Outline rows:
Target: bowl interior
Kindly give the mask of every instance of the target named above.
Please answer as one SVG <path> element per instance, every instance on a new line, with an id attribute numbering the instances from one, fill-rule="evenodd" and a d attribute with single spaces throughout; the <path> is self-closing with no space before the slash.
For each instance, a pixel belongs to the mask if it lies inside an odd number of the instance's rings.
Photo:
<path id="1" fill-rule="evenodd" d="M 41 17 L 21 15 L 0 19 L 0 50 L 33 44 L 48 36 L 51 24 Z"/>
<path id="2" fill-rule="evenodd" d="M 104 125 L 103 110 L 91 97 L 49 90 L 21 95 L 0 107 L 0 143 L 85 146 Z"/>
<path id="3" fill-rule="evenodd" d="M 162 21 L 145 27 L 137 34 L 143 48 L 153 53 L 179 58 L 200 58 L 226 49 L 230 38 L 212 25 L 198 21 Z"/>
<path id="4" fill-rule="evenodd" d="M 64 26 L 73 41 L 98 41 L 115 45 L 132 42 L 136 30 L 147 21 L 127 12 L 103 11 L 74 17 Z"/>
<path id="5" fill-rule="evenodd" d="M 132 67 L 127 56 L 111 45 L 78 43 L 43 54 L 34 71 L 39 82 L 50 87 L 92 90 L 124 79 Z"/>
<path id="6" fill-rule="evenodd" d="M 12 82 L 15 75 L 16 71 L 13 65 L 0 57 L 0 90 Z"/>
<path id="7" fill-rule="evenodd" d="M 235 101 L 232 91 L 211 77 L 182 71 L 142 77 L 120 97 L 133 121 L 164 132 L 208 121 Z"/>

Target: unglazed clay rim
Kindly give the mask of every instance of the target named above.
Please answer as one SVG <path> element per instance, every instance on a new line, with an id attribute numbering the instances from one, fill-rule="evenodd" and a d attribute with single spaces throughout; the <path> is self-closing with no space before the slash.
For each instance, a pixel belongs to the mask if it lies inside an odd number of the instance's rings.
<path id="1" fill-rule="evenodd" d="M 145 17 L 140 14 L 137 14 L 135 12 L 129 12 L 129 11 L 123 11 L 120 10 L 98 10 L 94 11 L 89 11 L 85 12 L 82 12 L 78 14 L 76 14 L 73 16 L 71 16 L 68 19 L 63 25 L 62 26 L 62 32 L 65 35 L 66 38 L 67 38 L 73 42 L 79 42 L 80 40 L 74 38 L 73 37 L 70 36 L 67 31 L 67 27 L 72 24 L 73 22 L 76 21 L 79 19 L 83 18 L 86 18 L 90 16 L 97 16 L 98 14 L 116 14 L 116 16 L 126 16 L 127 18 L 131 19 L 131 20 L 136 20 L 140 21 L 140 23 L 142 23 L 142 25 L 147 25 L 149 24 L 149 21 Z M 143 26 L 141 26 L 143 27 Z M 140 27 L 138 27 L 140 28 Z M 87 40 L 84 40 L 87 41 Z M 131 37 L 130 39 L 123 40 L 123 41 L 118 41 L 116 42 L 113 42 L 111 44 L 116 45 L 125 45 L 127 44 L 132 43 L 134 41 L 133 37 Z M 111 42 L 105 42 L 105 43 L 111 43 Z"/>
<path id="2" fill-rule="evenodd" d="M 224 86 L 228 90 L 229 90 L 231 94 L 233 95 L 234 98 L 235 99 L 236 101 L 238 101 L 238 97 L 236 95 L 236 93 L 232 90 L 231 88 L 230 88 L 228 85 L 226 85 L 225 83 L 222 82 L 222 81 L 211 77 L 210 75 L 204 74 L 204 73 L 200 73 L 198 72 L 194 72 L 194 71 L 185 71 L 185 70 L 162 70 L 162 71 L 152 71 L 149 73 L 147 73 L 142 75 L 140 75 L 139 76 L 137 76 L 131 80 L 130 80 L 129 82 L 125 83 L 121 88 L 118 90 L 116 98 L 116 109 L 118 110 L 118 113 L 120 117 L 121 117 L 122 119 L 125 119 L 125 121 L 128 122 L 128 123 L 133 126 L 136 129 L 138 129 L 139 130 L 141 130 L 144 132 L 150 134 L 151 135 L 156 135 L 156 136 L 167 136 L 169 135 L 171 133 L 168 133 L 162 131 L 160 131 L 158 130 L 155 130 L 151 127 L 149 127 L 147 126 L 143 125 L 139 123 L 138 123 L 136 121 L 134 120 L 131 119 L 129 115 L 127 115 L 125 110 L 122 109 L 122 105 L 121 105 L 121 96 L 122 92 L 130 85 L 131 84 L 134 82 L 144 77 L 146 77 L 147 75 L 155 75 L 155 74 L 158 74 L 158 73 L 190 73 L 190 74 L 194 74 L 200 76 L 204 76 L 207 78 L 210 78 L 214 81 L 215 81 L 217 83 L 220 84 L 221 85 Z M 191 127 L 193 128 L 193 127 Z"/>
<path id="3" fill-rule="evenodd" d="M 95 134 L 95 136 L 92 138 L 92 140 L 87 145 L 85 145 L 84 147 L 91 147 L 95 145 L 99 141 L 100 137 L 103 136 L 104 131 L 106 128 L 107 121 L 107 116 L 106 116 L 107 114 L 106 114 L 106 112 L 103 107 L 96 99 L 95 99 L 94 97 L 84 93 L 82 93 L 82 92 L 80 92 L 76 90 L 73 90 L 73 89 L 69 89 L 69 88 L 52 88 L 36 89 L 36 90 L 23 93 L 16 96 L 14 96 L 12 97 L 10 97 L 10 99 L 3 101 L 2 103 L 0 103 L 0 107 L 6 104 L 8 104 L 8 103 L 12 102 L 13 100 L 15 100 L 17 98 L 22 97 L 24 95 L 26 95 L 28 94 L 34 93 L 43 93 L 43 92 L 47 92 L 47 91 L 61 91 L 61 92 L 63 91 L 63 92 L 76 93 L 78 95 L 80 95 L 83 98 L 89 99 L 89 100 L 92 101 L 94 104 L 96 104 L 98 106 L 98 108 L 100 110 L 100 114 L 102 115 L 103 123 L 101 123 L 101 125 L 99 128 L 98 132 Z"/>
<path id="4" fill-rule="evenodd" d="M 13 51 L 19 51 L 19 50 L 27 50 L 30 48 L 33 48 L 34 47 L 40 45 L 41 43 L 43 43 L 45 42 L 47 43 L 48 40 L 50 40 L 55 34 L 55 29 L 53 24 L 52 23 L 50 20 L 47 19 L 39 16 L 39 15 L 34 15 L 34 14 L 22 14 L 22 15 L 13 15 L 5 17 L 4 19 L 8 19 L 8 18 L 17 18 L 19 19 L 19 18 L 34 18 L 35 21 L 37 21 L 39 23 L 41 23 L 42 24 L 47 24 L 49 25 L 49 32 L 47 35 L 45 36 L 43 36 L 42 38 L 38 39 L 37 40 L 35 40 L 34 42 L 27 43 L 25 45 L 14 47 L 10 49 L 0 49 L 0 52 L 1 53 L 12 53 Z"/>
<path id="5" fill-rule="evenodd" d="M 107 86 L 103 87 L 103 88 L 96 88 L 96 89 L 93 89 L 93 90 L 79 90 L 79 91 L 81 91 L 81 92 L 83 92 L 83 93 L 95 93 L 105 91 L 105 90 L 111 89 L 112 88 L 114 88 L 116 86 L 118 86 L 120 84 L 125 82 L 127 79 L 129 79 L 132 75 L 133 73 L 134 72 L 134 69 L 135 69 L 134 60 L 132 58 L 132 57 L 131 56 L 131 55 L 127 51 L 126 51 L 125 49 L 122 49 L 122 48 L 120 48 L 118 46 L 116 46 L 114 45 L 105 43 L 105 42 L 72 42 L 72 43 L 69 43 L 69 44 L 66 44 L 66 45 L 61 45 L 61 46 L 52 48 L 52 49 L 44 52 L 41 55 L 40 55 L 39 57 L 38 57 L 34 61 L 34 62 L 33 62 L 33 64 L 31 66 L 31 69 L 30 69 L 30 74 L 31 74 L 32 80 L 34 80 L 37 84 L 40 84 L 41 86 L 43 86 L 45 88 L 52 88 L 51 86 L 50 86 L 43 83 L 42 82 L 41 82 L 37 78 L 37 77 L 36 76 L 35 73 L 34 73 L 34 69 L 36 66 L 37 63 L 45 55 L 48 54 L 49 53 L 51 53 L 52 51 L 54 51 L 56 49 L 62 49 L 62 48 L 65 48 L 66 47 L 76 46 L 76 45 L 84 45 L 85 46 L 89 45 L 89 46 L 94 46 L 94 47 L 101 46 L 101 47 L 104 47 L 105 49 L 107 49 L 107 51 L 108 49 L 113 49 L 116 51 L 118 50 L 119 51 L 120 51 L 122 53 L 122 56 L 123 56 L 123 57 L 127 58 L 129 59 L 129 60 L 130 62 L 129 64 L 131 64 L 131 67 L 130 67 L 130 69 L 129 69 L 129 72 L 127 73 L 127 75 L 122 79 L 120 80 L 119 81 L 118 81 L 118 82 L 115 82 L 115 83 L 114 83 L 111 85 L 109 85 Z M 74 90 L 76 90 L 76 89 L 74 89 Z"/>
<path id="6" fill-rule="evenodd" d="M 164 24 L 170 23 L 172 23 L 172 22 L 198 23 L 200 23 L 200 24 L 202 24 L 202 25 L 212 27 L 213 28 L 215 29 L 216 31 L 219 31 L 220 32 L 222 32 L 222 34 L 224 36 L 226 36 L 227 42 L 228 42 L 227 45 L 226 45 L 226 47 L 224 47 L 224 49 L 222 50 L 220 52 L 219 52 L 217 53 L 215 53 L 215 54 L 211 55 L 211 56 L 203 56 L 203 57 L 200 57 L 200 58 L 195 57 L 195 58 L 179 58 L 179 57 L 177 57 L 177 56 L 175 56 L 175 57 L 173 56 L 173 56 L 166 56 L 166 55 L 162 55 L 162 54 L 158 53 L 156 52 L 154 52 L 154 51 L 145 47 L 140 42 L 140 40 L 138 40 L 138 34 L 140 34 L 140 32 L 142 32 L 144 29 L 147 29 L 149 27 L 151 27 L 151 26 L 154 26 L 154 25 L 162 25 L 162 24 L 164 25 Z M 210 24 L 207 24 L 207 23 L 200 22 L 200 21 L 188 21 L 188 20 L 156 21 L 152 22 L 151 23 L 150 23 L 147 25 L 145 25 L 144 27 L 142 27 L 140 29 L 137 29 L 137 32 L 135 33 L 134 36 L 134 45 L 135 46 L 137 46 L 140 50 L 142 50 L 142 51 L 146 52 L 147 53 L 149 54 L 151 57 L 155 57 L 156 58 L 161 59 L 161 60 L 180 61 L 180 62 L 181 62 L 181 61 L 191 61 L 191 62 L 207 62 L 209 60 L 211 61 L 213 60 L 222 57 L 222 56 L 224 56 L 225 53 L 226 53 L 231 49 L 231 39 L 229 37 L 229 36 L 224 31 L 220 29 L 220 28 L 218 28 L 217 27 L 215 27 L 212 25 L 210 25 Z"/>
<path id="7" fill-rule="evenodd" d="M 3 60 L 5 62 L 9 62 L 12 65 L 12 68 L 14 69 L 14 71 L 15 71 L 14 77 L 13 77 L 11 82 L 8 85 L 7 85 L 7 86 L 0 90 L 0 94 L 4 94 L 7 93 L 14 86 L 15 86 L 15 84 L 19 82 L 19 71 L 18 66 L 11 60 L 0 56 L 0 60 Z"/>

Aim | Lay out the rows above, from the very first one through the one containing "104 125 L 103", as a JSON list of strings with one string per line and any blank lines omitted.

Finished task |
[
  "Target: bowl interior",
  "Kindly give the mask of every instance of the target named above.",
  "Please answer as one SVG <path> element per instance, every instance on a new line, with an id attribute numbering the instances from one, fill-rule=\"evenodd\" and a d attribute with single spaces throughout; the <path> is self-closing with no space before the slash.",
  "For each instance, a pixel belongs to the mask if it lies inside an odd number of the instance's rings.",
  "Photo:",
  "<path id=\"1\" fill-rule=\"evenodd\" d=\"M 41 17 L 21 15 L 0 19 L 0 50 L 33 44 L 48 36 L 51 24 Z\"/>",
  "<path id=\"2\" fill-rule=\"evenodd\" d=\"M 104 125 L 103 110 L 91 97 L 49 90 L 21 95 L 0 107 L 0 143 L 85 146 Z\"/>"
]